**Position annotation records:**

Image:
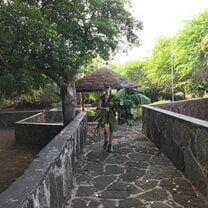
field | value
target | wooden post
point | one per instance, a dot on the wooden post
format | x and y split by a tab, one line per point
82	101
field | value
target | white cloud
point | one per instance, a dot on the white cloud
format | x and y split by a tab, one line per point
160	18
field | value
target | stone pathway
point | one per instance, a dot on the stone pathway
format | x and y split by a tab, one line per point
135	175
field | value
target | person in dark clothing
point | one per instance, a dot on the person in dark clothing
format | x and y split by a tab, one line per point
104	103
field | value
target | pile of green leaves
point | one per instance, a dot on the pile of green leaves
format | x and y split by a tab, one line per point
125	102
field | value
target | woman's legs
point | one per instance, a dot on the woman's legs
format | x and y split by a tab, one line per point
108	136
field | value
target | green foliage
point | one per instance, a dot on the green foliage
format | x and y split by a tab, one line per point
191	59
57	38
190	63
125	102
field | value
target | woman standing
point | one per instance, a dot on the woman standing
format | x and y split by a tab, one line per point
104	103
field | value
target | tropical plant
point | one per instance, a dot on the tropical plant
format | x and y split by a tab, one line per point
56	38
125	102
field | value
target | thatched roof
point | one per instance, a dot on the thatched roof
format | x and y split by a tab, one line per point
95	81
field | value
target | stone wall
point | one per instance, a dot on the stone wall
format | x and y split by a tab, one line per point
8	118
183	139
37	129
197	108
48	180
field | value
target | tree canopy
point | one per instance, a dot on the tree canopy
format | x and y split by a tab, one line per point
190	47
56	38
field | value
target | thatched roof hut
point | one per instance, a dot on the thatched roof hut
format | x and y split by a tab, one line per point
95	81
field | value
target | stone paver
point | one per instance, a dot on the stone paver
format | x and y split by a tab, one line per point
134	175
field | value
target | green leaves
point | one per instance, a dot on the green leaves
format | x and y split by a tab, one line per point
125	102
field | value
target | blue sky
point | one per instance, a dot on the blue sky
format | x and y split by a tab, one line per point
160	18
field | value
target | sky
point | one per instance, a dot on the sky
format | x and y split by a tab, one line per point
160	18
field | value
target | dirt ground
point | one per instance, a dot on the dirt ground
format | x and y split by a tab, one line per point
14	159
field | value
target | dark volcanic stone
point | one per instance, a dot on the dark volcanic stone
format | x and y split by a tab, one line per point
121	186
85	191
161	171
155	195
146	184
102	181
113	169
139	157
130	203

**THE PROBLEM:** Repeat the listing in full and exactly. Leave any pictures out.

**TASK ANSWER:**
Image:
field | value
target | wooden post
point | one per instance, a dot on the wooden post
format | x and y split by a tab, one line per point
82	101
field | value
target | white cloud
point | one per instance, a dot on the white cloud
format | x and y split by a tab, one line per point
160	18
field | value
target | stone pathway
point | one per instance, a dot on the stone pathway
format | x and y split by a tab, one line per point
135	175
field | value
target | person in dark clothing
point | one per instance, a dot on the person in dark clothing
format | x and y split by a tab, one line per point
104	103
field | value
target | pile of green leaves
point | one per instance, a dot on the pile of green leaves
format | x and y split by a tab, one line per point
125	102
field | value
target | woman's legs
point | one per instance, a dot on the woman's legs
format | x and y split by a tab, one line per point
108	136
field | value
target | green foliage
point | one per instance, a dot on the green foliage
format | x and y split by a tab, one line per point
191	59
57	38
190	63
125	102
field | value
target | woman standing
point | one per instance, a dot on the woman standing
format | x and y split by a tab, one line per point
104	103
field | value
target | tropical plant
point | one per instance, a dot on the tropical plant
format | x and y split by a tab, one line per point
56	38
125	102
field | value
target | thatched roof
point | one per instance, a dot on the thatched roof
format | x and y split by a tab, one line per point
95	81
field | value
target | stone wall
point | one per instance, a dot on the stone wall
format | x and y split by a tab, one line per point
8	118
183	139
37	129
197	108
48	180
field | value
target | tree canopy
point | one per instance, a dot on the tree canopy
format | x and y split by a tab, one line per point
190	47
56	38
field | value
target | thatched roof hut
point | one per instance, a dot on the thatched roof hut
format | x and y split by a tab, one line per point
95	81
field | value
target | stone paver
point | one per instance, a dot on the stone paver
format | x and y split by a tab, one line per point
134	175
field | value
target | green leaves
point | one per instance, a dot on the green leaves
format | x and y split by a tab, one line per point
125	102
field | value
target | blue sky
point | one per instance, a dot on the blue sky
format | x and y split by a tab, one line per point
160	18
field | value
target | sky
point | one per instance, a dot on the sky
format | x and y split by a tab, one line per point
160	18
field | value
target | dirt ground
point | one per instance, a dot on the dirt ground
format | x and y split by a tab, one line per point
14	159
field | value
target | dark volcanic stone
point | one per instance, a dot on the dark volcanic stone
format | x and y split by a tab, one line per point
121	186
85	191
161	171
155	195
146	184
102	181
113	169
139	157
130	203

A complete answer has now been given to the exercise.